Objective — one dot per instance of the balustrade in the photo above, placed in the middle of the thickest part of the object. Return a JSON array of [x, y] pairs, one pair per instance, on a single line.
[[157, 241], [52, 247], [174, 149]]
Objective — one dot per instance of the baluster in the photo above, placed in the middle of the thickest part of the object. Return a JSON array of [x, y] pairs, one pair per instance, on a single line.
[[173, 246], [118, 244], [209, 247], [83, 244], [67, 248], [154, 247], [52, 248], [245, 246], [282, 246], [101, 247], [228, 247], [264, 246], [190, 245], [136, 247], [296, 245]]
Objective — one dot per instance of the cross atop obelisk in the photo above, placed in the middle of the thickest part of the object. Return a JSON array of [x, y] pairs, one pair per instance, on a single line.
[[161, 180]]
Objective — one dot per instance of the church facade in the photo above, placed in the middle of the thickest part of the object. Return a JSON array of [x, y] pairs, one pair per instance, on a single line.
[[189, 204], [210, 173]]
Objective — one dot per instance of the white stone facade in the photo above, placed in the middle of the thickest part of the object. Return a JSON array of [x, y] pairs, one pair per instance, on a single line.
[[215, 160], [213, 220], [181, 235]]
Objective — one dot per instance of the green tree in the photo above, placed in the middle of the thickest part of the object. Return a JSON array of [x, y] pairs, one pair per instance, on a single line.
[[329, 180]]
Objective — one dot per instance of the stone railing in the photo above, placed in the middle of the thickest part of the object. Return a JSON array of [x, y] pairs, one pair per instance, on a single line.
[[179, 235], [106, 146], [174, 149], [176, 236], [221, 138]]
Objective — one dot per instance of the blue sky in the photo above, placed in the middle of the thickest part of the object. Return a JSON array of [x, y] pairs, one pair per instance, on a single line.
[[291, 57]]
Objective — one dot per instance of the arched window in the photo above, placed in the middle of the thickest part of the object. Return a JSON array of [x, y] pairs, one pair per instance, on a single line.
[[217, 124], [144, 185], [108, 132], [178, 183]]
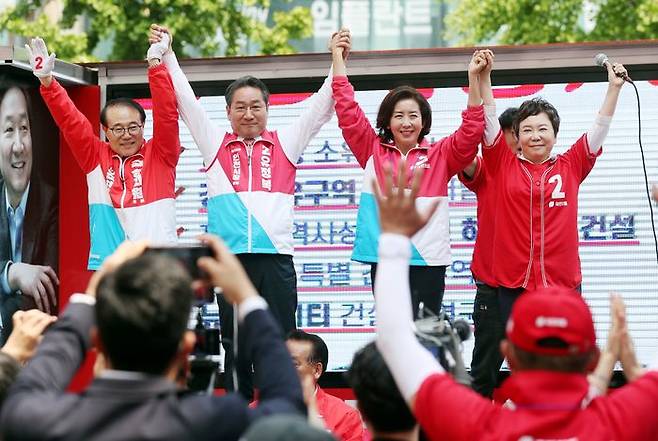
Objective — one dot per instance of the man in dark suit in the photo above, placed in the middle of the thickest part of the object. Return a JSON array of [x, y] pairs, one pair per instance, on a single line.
[[28, 218], [142, 307]]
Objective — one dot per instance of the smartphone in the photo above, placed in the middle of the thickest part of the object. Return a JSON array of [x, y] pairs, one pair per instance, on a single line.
[[187, 255]]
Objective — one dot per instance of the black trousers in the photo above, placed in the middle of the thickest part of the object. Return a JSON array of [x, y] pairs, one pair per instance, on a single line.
[[427, 285], [275, 279], [491, 311]]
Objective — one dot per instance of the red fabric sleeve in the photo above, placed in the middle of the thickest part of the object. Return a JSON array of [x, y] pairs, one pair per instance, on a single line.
[[166, 142], [493, 155], [580, 159], [447, 410], [478, 178], [357, 131], [630, 411], [75, 127]]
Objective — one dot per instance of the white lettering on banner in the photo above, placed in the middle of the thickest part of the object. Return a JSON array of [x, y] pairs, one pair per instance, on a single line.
[[417, 17], [265, 169], [109, 178], [236, 167], [387, 18], [136, 172], [325, 17], [356, 17]]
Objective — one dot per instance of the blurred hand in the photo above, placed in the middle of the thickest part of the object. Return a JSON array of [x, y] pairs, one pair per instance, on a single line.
[[340, 42], [617, 325], [397, 206], [126, 251], [225, 271], [477, 64], [159, 33], [35, 281], [42, 63], [632, 368], [613, 70], [489, 59], [27, 333], [157, 50]]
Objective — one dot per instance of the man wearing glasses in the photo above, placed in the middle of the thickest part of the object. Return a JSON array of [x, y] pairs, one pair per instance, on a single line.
[[130, 181], [251, 184]]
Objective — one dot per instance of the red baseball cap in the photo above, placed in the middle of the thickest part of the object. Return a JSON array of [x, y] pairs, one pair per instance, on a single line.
[[552, 321]]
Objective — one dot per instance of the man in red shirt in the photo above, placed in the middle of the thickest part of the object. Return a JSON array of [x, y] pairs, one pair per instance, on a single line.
[[488, 323], [551, 345], [310, 356]]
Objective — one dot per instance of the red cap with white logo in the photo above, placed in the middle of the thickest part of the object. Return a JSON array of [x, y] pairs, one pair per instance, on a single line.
[[552, 321]]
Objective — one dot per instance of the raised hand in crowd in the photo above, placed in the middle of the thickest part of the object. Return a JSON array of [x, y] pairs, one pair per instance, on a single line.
[[397, 204], [340, 45], [26, 334], [632, 367], [160, 40], [225, 271], [35, 281], [599, 379], [41, 61]]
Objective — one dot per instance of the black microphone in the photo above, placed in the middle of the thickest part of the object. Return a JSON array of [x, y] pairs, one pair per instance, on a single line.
[[602, 59]]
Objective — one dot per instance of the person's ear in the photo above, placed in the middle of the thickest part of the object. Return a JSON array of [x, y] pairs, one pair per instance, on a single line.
[[595, 355], [317, 371]]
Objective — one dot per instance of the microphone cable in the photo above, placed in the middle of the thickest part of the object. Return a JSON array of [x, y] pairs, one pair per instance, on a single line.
[[644, 166]]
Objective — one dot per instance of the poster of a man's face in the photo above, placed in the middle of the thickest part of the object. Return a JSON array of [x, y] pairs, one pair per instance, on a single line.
[[29, 146], [15, 144]]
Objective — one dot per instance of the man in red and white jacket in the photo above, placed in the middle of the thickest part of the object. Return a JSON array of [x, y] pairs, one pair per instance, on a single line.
[[551, 345], [130, 181]]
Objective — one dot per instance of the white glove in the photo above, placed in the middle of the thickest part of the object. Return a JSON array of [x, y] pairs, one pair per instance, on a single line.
[[157, 50], [42, 63]]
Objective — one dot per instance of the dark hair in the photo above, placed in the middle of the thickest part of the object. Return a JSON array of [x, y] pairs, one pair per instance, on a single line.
[[319, 352], [247, 81], [142, 311], [506, 119], [577, 363], [534, 107], [378, 398], [122, 102], [387, 106]]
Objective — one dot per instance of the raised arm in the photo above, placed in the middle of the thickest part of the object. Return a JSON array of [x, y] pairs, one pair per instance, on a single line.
[[320, 107], [409, 363], [75, 127], [166, 141], [491, 124], [462, 146], [357, 130], [206, 135], [599, 130]]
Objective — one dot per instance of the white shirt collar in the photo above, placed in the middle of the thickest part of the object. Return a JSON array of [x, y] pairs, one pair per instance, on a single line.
[[23, 203]]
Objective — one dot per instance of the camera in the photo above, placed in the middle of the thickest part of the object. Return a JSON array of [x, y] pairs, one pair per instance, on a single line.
[[188, 255], [443, 338]]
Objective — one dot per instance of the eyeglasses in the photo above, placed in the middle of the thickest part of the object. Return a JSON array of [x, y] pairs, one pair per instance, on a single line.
[[120, 131], [241, 110]]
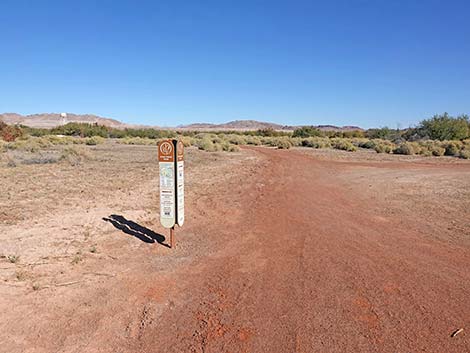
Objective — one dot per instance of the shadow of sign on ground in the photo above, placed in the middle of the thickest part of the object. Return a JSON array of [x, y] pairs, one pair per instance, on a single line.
[[136, 230]]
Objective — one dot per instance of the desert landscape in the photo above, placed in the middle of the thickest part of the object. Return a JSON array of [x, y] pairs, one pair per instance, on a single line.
[[305, 250], [234, 176]]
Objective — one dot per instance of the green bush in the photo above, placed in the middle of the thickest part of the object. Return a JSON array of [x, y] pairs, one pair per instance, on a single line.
[[406, 148], [253, 140], [316, 142], [465, 153], [75, 155], [206, 144], [10, 133], [343, 144], [95, 140], [452, 148], [444, 127], [306, 131]]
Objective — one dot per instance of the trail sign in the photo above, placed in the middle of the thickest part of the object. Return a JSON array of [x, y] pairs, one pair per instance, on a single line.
[[166, 161], [179, 183]]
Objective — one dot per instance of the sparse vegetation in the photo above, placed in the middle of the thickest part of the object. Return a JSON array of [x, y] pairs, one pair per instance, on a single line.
[[13, 259], [437, 136], [74, 155]]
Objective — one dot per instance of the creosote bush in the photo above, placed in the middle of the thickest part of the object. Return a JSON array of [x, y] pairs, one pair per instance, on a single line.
[[343, 144], [75, 155], [405, 148]]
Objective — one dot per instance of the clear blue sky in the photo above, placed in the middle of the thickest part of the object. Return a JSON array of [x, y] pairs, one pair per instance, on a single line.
[[367, 63]]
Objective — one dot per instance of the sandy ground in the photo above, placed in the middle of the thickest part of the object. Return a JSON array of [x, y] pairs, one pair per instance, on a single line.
[[282, 251]]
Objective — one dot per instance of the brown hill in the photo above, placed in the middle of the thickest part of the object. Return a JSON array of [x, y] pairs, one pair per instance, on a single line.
[[49, 120]]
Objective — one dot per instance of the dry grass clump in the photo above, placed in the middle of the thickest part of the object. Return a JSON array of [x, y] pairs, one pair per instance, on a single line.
[[145, 141], [452, 148], [406, 148], [29, 144], [187, 141], [95, 140], [253, 140], [316, 142], [282, 142], [235, 139], [465, 152], [343, 144], [75, 155], [3, 146]]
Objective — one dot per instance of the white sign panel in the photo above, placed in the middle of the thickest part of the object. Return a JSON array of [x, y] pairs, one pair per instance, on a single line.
[[180, 182], [166, 159]]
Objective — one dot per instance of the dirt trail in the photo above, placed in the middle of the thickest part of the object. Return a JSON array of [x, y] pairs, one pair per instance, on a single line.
[[285, 254], [310, 269]]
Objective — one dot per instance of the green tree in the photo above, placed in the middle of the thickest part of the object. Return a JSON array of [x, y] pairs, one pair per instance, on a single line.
[[306, 131], [444, 127]]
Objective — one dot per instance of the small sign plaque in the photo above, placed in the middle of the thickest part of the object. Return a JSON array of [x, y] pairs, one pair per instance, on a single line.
[[166, 159], [180, 183]]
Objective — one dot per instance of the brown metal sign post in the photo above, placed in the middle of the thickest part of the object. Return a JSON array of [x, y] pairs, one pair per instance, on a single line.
[[171, 167]]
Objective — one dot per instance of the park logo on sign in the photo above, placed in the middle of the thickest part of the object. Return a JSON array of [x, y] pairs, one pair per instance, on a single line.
[[171, 167]]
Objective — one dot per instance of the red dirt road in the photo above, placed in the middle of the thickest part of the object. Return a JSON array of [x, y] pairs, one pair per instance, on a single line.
[[294, 251], [310, 268]]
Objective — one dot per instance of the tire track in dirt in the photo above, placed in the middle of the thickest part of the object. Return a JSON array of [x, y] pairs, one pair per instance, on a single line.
[[309, 269]]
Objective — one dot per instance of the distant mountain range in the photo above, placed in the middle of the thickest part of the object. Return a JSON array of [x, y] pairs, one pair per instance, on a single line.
[[49, 120]]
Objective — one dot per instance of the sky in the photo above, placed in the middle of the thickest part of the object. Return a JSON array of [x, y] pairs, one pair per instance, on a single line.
[[367, 63]]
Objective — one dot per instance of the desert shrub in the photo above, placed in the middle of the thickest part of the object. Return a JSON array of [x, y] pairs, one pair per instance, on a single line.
[[306, 131], [343, 144], [187, 141], [464, 153], [383, 133], [406, 148], [137, 141], [269, 132], [63, 140], [253, 140], [226, 146], [296, 141], [236, 139], [383, 146], [206, 144], [95, 140], [75, 155], [3, 146], [10, 133], [444, 127], [283, 143], [452, 148], [431, 148], [31, 144], [279, 142], [316, 142]]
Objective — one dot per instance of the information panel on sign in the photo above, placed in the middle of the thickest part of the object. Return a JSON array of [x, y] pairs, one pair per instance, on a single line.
[[180, 183], [166, 159]]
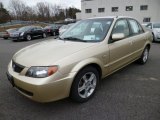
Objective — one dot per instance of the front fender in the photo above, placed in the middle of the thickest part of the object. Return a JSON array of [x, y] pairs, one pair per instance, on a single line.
[[86, 62]]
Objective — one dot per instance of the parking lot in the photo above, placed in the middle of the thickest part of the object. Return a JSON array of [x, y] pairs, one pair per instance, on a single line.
[[132, 93]]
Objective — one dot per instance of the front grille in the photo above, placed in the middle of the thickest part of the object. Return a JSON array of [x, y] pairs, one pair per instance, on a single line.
[[16, 67]]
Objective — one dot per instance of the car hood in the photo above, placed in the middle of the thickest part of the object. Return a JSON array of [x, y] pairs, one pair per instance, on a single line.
[[48, 52]]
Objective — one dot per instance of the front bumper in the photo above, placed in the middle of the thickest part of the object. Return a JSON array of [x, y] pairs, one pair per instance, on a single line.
[[18, 38], [47, 89]]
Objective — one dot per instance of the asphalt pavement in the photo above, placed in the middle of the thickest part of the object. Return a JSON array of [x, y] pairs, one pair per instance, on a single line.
[[132, 93]]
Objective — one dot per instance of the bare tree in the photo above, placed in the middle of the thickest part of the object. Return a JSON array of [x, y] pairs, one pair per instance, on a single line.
[[17, 8]]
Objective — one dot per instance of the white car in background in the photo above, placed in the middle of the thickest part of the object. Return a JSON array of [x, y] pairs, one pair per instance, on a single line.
[[155, 28], [64, 28]]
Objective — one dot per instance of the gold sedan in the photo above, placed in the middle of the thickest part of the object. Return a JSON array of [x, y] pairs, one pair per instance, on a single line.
[[73, 64]]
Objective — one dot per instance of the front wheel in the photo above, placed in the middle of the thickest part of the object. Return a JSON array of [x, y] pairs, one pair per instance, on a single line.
[[28, 37], [5, 38], [84, 84], [144, 57]]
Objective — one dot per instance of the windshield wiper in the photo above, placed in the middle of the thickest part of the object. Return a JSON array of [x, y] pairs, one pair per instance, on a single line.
[[74, 39]]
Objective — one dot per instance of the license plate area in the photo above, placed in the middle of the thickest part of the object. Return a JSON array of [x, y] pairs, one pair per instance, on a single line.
[[10, 79]]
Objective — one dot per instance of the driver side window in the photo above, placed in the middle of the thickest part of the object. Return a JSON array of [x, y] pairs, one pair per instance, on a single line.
[[121, 27]]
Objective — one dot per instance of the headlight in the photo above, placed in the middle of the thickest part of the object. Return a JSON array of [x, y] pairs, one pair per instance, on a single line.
[[41, 72], [22, 34]]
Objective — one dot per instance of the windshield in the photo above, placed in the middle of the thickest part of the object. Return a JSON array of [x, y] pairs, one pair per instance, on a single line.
[[23, 29], [88, 30], [156, 25]]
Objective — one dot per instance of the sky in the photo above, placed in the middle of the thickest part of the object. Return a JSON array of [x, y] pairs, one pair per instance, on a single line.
[[64, 3]]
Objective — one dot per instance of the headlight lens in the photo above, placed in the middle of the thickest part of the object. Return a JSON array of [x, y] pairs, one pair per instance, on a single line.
[[41, 72], [22, 34]]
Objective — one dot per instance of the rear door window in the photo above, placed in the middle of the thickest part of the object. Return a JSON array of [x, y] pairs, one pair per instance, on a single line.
[[135, 28]]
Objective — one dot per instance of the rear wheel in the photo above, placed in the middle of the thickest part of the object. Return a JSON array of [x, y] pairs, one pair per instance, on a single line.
[[28, 37], [84, 84], [144, 57], [5, 38]]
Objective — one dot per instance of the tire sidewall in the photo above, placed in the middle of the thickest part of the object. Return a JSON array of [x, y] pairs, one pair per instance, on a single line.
[[27, 37], [44, 35], [74, 89], [141, 61]]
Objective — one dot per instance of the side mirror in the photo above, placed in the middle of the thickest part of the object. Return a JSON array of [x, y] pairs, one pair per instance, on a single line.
[[118, 36]]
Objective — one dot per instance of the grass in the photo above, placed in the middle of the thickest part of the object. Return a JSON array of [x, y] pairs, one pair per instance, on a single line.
[[4, 28]]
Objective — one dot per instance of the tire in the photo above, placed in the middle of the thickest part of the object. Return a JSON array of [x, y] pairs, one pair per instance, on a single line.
[[153, 37], [5, 38], [28, 37], [144, 57], [44, 35], [84, 84], [54, 33]]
=-=-=
--- Directive ---
Reproduce the lines from the first one through the line with "[[189, 204], [210, 173]]", swapping "dot" for "marker" and leaving everything else unchanged. Include no other lines.

--- Answer to this exercise ---
Objective — one marker per instance of the balustrade in the photo above, placed in the middle of the thickest part of the object. Return a JSON array of [x, y] pairs, one pair per instance, on a single line.
[[157, 241], [52, 247], [174, 149]]
Objective — one marker per instance of the baluster in the photo above, placed in the middle of the thickest part of the object. Return a JSON array of [x, y] pairs, one pair per instance, on a single line.
[[173, 246], [118, 244], [209, 247], [83, 244], [67, 248], [154, 247], [52, 248], [245, 246], [282, 246], [101, 247], [228, 247], [264, 246], [190, 245], [136, 247], [296, 245]]
Objective — one marker per instance of the cross atop obelisk in the photo above, placed in the middle of the thickest part of the object. Return a JSON array of [x, y] pairs, one pair per instance, on a single line.
[[161, 180]]
Objective — one marker per instance of the church facade in the photo above, placed in the middle of the thickest part of the object. Return a JSON array of [x, y] pairs, one pair per instance, on a single line.
[[189, 204], [210, 173]]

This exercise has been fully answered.